[Instructions to follow]: Omit images. Retype all entries verbatim.

[[ Task input, beginning ]]

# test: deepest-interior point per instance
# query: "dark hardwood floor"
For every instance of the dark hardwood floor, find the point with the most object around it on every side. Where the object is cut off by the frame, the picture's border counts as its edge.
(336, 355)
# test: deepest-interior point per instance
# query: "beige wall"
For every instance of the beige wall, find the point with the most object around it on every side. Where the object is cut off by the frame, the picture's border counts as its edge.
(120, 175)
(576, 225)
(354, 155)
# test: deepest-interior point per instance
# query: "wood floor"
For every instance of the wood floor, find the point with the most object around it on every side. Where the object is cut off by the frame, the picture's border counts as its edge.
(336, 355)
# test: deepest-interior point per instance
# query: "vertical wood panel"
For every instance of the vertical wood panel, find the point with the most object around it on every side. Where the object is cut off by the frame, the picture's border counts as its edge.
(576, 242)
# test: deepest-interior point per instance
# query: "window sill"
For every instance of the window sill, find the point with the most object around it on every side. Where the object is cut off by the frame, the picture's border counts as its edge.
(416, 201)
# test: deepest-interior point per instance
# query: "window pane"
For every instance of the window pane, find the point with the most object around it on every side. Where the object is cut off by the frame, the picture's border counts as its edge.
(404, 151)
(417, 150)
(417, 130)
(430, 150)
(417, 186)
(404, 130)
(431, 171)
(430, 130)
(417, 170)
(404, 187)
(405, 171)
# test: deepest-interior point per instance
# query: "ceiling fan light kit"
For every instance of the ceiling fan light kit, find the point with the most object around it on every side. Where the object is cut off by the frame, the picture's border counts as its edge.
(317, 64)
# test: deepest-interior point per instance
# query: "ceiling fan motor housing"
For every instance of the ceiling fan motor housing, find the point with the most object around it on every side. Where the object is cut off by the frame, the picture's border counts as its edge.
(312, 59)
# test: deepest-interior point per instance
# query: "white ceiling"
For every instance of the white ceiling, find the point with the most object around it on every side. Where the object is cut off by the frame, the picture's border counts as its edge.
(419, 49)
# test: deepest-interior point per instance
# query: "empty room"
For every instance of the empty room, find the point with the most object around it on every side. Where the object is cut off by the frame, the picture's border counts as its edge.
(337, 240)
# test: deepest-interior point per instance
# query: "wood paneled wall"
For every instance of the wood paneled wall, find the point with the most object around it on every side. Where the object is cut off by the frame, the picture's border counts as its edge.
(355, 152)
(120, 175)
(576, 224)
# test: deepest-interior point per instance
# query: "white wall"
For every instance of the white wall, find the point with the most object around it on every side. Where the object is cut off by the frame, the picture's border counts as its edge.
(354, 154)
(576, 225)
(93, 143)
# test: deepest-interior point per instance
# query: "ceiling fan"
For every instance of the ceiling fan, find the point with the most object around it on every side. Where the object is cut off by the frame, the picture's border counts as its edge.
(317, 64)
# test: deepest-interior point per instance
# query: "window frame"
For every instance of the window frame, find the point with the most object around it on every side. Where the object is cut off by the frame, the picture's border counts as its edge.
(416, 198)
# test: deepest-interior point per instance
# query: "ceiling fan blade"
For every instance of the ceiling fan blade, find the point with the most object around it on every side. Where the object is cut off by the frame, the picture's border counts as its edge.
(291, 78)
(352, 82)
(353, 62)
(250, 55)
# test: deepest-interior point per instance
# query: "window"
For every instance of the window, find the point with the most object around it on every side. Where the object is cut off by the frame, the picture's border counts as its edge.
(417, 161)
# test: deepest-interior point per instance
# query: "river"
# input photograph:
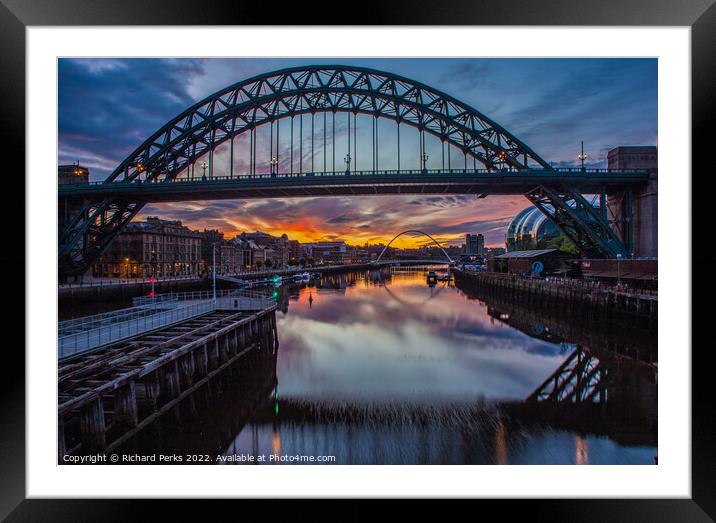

[[ Task input, end ]]

[Solution to this problem]:
# test: deepest-interior point per instance
# query: "dark hardwood floor"
For every instance of the dark hardwood floor, find the point with the most object around it on every side. Where the object is cut off by the frame, the picture's border counts as its edge.
(336, 355)
# test: deepest-interior point per instance
# query: "beige wall"
For every instance of the beige wall, find the point with the most object around it on every side. Where the object is cut off by the frame, the picture's border counts as its edge.
(120, 175)
(576, 225)
(354, 155)
# test: deepest-interior point per instance
# query: "wood floor"
For every instance of the wood floor, find the point with the most object around it on every side. Where the object is cut off by the frame, the picture's border counts as its edge.
(336, 355)
# test: deepest-interior point per instance
# query: "vertical wood panel"
For every instance of the vertical wood panel, find the point with the most object around it on every side. Where the object is cut off by the frame, the picture's border counts as its edge.
(576, 242)
# test: deepest-interior point per instance
# query: "window sill"
For every instance of the window sill, find the point with the most object around it on every side. Where the object is cut off by the frame, the picture's border counts as its edge.
(416, 201)
# test: deepest-interior point per instance
# query: "window pane"
For every instance of the window pane, find the point with the most object around it on every side. Where the object is cut off by the frame, the picture's border counts as its edge.
(404, 151)
(417, 150)
(417, 130)
(430, 150)
(417, 186)
(404, 130)
(431, 171)
(430, 130)
(417, 170)
(404, 187)
(405, 171)
# test: deepest-interior point per instance
# query: "ceiling fan light kit"
For every instance of the ceiling fan light kit, find the point with the most object around it on every side. Where the object is cut off by the frame, the picture's border counts as its edge.
(317, 64)
# test: deepest-interior point per instance
# query: "ceiling fan motor housing"
For every instance of the ceiling fan motor housing, find the point with the most object around it on every side. Where the object is cut off by the frame, the picture's border counts as its edge.
(312, 59)
# test: deepest-interior point per instance
# query: "white ceiling"
For every instance of the white ceiling, find the point with the most object around it on every side. Where the object is cut off by the frame, the picture's border counts as its edge.
(419, 49)
# test: deepest-interior point per instance
# query: "empty room"
For every instance of the empty room, find the point with the most object around it on every side. Where the object is cut off by the frame, the picture's border counts as its edge.
(337, 240)
# test: deepest-interior point per instance
# query: "wood paneled wall"
For every instance of the wood paneled wall, find the point with the most object around it on every side. Where the object is cut off by the frame, the picture's border counts as its edge.
(355, 152)
(120, 175)
(576, 224)
# test: deepest-interior point per instance
# query: "white wall"
For every instance of the white wall, find the point with the most object around it on every side. Where the object is cut off by the frame, the picture's border counts as its edge.
(354, 154)
(576, 225)
(93, 143)
# test: deepest-interior point per instance
# query: "ceiling fan"
For every instance of the ceiling fan, find the point with the most object around it on every side. Where the object is cut off by the frame, the picture's border counts as its edge.
(317, 64)
# test: deepest-interior point per instance
# query: "window frame"
For every instance of the window frame, find the point with the most object around it on every side. Where the object is cut off by the frame, the picture's border counts as its edge.
(416, 198)
# test: deepest-interior point per instance
# query: "ceiling fan blade"
For every instance of the ceiling fan blade, find the point with the most object around it on every side. Where the object is cut off by the frame, the picture's border counts as its edge.
(291, 78)
(352, 82)
(353, 62)
(250, 55)
# test: deepest-interior point per instance
# query: "window"
For every instance of the window, find the point with the most object around it on every side. Where the object is cut off by the frame, the picture's border counts as its edge.
(417, 161)
# test: deepest-interior point per instance
# query: "river"
# input photograph:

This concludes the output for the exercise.